** begin Material shown **

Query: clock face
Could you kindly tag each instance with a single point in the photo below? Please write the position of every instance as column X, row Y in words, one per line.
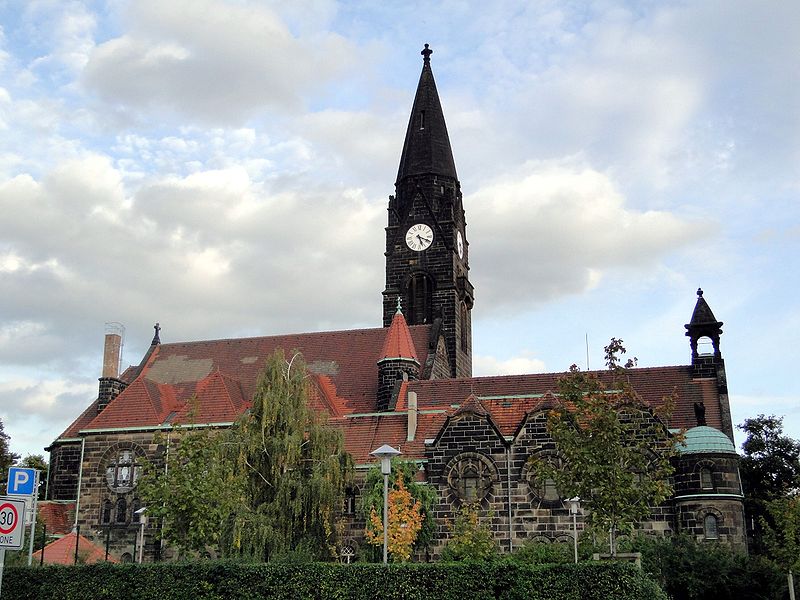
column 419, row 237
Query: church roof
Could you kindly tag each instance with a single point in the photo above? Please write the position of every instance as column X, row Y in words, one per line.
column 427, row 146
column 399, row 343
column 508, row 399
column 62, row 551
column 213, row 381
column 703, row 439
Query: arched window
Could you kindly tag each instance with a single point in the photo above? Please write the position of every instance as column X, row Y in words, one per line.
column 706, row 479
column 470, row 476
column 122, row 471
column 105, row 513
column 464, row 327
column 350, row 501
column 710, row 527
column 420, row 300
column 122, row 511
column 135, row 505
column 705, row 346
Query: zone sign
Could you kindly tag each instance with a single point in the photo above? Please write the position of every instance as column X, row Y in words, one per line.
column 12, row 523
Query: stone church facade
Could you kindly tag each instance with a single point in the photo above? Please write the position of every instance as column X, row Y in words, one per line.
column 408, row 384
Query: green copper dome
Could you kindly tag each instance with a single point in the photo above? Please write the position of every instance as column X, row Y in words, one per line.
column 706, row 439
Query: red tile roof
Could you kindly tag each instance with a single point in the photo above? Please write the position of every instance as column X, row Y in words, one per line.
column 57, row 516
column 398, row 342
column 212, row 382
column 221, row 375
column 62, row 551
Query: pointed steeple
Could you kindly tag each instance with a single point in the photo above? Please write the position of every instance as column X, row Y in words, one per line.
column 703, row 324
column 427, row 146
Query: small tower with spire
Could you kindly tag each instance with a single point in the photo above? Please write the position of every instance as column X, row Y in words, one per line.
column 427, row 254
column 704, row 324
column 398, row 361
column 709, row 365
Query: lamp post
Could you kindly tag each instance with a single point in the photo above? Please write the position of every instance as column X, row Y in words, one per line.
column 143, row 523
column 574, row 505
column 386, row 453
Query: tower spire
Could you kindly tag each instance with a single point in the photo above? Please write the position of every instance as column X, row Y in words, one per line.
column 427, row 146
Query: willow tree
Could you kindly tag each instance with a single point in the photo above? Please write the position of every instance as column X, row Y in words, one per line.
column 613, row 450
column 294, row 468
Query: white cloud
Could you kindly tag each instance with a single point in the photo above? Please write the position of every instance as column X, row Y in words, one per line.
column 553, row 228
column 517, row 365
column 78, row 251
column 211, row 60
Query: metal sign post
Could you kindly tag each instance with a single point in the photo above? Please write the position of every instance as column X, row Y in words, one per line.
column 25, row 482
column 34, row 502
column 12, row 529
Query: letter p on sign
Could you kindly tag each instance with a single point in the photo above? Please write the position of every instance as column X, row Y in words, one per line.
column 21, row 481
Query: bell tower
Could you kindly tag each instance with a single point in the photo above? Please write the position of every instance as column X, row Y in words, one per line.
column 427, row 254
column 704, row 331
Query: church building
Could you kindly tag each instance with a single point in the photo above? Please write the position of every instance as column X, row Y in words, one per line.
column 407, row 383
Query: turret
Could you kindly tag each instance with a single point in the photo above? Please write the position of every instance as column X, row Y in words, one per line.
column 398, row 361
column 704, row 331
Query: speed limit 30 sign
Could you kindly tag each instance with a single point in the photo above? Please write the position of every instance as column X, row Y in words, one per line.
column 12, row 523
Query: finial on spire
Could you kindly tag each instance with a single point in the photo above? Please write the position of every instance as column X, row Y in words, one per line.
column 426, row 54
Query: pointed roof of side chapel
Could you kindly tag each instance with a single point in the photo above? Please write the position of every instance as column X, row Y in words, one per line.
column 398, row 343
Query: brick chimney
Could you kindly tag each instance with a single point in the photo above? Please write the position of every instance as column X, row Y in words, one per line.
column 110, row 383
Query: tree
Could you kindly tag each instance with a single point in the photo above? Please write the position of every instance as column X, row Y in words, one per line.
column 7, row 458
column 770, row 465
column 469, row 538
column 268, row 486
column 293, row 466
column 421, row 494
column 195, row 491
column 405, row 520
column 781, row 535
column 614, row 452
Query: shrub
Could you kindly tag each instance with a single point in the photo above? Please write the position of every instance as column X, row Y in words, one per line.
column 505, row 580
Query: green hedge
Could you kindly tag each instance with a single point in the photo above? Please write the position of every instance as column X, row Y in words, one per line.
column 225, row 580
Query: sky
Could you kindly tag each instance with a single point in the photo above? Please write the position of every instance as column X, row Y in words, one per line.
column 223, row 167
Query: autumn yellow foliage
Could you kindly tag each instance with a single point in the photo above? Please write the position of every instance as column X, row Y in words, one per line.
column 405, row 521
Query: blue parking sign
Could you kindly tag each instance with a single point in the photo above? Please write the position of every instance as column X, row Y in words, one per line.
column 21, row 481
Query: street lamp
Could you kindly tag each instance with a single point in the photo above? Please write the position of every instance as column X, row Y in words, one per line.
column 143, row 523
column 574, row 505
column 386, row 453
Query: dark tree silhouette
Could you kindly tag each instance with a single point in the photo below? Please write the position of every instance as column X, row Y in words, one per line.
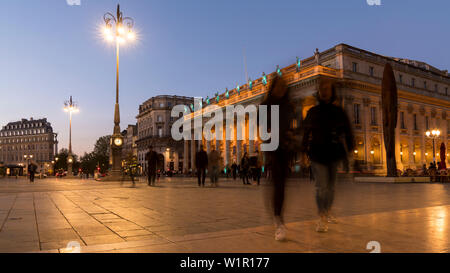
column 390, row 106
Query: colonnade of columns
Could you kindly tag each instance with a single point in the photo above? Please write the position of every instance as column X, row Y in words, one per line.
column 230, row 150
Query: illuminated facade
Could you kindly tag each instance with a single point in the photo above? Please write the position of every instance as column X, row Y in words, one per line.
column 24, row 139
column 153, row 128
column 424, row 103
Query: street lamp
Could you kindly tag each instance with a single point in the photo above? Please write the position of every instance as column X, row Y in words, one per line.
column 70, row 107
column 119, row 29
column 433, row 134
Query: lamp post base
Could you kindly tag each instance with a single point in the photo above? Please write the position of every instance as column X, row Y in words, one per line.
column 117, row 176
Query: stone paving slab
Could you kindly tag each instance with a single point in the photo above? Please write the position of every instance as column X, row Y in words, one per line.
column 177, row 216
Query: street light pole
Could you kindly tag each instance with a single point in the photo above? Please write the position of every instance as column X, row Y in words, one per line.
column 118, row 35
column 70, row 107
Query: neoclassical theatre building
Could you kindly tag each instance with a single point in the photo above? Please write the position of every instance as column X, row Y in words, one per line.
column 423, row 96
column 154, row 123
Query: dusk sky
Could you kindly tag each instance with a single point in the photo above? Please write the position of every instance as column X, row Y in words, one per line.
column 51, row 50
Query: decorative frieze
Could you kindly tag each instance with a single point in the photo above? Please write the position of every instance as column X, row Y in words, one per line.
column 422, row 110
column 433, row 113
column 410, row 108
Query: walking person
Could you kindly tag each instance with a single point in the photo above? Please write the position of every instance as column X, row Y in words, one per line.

** end Material shown **
** begin Material shown **

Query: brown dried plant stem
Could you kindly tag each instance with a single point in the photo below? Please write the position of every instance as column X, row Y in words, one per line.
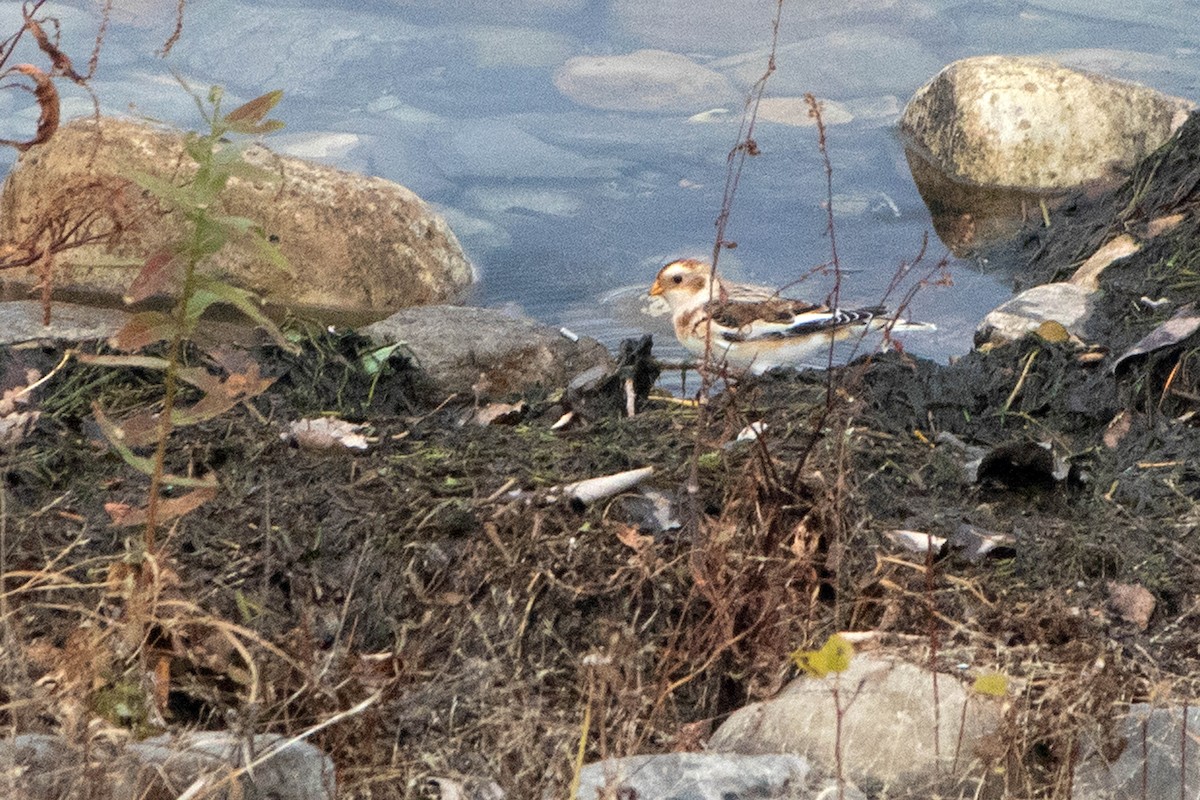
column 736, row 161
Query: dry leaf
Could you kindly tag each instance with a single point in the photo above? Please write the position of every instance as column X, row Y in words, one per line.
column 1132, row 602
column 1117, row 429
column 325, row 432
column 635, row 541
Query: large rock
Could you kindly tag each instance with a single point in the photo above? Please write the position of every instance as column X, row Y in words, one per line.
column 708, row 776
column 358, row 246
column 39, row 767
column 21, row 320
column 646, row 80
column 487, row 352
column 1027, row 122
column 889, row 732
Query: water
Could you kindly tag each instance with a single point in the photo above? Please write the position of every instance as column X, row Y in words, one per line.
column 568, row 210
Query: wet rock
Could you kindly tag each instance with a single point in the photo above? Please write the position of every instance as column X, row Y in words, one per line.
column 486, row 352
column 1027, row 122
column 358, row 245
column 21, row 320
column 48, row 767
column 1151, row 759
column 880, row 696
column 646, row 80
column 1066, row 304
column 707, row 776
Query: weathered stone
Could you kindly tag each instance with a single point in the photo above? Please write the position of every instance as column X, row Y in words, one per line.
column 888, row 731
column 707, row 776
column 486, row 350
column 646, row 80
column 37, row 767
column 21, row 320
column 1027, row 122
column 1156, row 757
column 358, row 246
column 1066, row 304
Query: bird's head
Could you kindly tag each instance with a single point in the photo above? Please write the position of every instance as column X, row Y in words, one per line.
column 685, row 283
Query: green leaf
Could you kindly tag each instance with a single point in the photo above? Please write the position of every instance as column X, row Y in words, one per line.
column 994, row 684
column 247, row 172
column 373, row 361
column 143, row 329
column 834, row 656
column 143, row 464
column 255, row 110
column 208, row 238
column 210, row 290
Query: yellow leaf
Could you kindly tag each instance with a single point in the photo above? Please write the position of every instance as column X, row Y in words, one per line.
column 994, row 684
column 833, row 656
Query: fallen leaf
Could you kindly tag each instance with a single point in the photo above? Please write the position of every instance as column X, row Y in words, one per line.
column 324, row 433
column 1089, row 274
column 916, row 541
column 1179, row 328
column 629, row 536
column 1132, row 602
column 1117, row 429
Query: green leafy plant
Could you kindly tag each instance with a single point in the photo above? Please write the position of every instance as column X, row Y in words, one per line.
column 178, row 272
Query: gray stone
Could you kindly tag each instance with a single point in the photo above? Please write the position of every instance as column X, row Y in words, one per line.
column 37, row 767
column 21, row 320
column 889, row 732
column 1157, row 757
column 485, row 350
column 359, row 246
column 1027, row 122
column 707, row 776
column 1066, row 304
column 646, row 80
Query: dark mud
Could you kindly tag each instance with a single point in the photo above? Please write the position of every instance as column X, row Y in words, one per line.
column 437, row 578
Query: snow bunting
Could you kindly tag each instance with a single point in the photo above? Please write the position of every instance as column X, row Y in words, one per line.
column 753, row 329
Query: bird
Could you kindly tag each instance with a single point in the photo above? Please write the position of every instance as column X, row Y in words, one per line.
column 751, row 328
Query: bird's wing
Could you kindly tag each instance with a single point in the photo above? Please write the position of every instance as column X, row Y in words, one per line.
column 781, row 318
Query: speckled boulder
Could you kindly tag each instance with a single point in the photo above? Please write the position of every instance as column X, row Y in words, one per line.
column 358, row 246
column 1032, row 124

** end Material shown **

Which lines in the entries above contain the string "post", with case counting? Pull each of those lines out and copy it in full.

Correct output —
Query: lamp post
Query: metal sign post
Query: lamp post base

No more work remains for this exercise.